Find every line in the items below that contains the string "corner", and copy each of those lines.

### INFORMATION SUPPLIED:
+---+
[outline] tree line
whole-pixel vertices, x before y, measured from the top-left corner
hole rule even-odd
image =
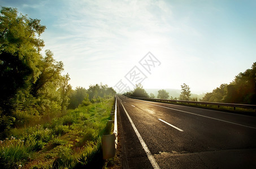
[[[256,62],[251,69],[240,73],[229,84],[222,84],[211,92],[206,93],[202,100],[256,104]]]
[[[28,119],[75,108],[115,91],[102,84],[72,89],[63,63],[40,38],[46,26],[17,9],[2,7],[0,15],[0,132]],[[97,100],[98,99],[98,100]]]
[[[157,95],[158,99],[170,99],[171,100],[177,100],[178,99],[182,100],[189,100],[191,99],[190,97],[190,88],[189,86],[185,83],[184,83],[183,85],[181,85],[181,92],[179,98],[172,97],[169,95],[169,93],[166,91],[165,90],[160,90],[158,91],[158,94]],[[150,93],[149,95],[146,92],[144,88],[143,88],[143,86],[141,84],[136,84],[136,87],[133,91],[128,91],[124,94],[124,95],[127,96],[130,96],[132,97],[145,97],[145,98],[155,98],[155,95]]]
[[[159,90],[157,97],[162,99],[198,101],[197,98],[190,97],[191,92],[188,85],[184,83],[181,85],[181,92],[179,98],[170,96],[165,90]],[[156,97],[152,93],[149,95],[141,84],[136,84],[133,91],[124,94],[133,97]],[[251,69],[240,73],[229,84],[222,84],[211,92],[206,93],[199,101],[256,104],[256,62],[253,64]]]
+---+
### EXERCISE ANSWER:
whole-pixel vertices, x before y, measured from the top-left corner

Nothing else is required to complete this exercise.